----- Data provided

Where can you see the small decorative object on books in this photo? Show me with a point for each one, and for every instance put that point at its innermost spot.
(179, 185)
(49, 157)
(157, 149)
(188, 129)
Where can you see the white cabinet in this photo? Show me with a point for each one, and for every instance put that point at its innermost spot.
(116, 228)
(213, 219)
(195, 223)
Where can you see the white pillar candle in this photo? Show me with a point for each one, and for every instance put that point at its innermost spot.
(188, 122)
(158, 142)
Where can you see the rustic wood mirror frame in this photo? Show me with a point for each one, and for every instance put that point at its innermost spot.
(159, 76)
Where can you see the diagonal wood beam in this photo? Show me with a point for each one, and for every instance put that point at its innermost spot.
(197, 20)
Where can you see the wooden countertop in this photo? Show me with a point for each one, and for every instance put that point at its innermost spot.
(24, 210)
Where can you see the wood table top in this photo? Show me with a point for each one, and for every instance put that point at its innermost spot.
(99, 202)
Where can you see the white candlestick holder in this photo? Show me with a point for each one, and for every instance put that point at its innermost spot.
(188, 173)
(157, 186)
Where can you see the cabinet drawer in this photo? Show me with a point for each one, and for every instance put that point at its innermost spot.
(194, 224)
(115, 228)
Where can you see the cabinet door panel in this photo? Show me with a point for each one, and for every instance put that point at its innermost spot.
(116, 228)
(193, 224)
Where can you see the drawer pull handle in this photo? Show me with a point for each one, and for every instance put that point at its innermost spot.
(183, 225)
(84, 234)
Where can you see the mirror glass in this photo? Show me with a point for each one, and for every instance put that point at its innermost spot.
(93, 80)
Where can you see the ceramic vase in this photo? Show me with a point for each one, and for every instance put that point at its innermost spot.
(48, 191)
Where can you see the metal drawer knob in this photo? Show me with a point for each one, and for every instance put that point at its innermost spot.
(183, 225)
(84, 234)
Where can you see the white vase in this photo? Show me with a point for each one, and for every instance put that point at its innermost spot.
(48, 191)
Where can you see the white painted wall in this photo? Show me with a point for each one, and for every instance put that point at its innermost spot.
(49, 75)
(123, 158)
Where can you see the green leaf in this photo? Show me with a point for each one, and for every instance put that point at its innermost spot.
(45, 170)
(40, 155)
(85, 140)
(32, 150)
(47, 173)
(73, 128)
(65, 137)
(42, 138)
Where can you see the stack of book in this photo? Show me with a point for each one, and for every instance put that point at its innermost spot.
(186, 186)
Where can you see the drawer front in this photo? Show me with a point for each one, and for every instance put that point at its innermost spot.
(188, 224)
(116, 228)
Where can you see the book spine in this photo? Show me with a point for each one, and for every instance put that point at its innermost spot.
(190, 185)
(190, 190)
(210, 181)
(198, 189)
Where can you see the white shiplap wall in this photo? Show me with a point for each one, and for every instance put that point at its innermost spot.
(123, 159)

----------

Can you arrange every line of the data above as a numbered list, leaving out any blank lines?

**In response:**
1. Where can you see the small decorative object on books in this photo? Show me with a point for each one, and for every instance put that point at its innermost spot.
2. (179, 185)
3. (49, 157)
4. (157, 149)
5. (188, 129)
6. Where can you see the white cabinet in this photo? Show me with a point for each one, and for every instance put that point at its innermost spot.
7. (116, 228)
8. (213, 219)
9. (195, 223)
10. Where can you see the white pillar candle in this photo? Show me with a point for each one, and for every instance put that point at its innermost spot.
11. (188, 122)
12. (158, 142)
13. Where can you see the rustic wood mirror frame in this photo? Show me with a point for each one, and for every instance put that point at its innermost spot.
14. (159, 76)
15. Where can you see the diagonal wood beam in this photo? Show me with a point for each one, and for every instance put that point at its innermost spot.
16. (197, 20)
17. Where can you see the wooden countertop in this photo? Show me with a point for each one, and for every instance put that point at its innermost spot.
18. (24, 210)
19. Where can you see the wood table top in this photo? Show me with a point for each one, and for every instance put that point at its innermost spot.
20. (99, 202)
21. Where can you see the white candlestick holder in this photo? Show me with a point for each one, and for every instance put that point at its innermost spot.
22. (188, 173)
23. (157, 186)
24. Where can you see the cabinet drawer in this photo? Show me with a point for each one, and for every instance put that point at its innermost spot.
25. (194, 224)
26. (115, 228)
27. Where can you see the cabinet door panel in this photo? Show me with a point for each one, and for every instance put that point at its innermost spot.
28. (116, 228)
29. (193, 224)
30. Where can you see the drawer pull handle in this photo? Show me with a point for each one, and for every instance put that point at its innermost spot.
31. (183, 225)
32. (84, 234)
33. Where can you see the mirror glass in this photo? Show me with a point for each one, and for every instance put that point at its innermost spot.
34. (93, 80)
35. Where can you see the ceramic vase in this photo? Show me with a point for each one, and for every instance put that point at its innermost spot.
36. (48, 191)
37. Where can you see the metal drawer knob in this photo? Show me with a point for each one, and for every instance put that point at its innermost spot.
38. (183, 225)
39. (84, 234)
40. Where can you see the white vase in this photo? Show me with a point for each one, and for every instance put that point at its innermost spot.
41. (48, 191)
42. Where can you see the white painted wall in this photo? Show me with a point for each one, and for every instance put that point at its innermost spot.
43. (49, 75)
44. (123, 158)
45. Where can you see the green leaf in this photo? Show me with a point for each one, and for every instance put that point at its innermost spot.
46. (45, 170)
47. (40, 155)
48. (85, 140)
49. (32, 150)
50. (47, 173)
51. (73, 128)
52. (65, 137)
53. (42, 138)
54. Where can you see the stack of book in this photo? Show me with a point for each one, and for every instance put that point at its innermost spot.
55. (186, 186)
56. Where can you see the drawer front in this photo? Show me with a point for each one, and for every instance put that point at its innermost spot.
57. (188, 224)
58. (116, 228)
59. Where can you see the book spine in this photo? Show me with a point for each one, and for every instance put that point at its innermost spot.
60. (190, 185)
61. (190, 190)
62. (210, 181)
63. (198, 189)
64. Where can you see the white shiplap wall in this photo? Show me with a point for each one, and for every instance put that point at its innermost spot.
65. (123, 159)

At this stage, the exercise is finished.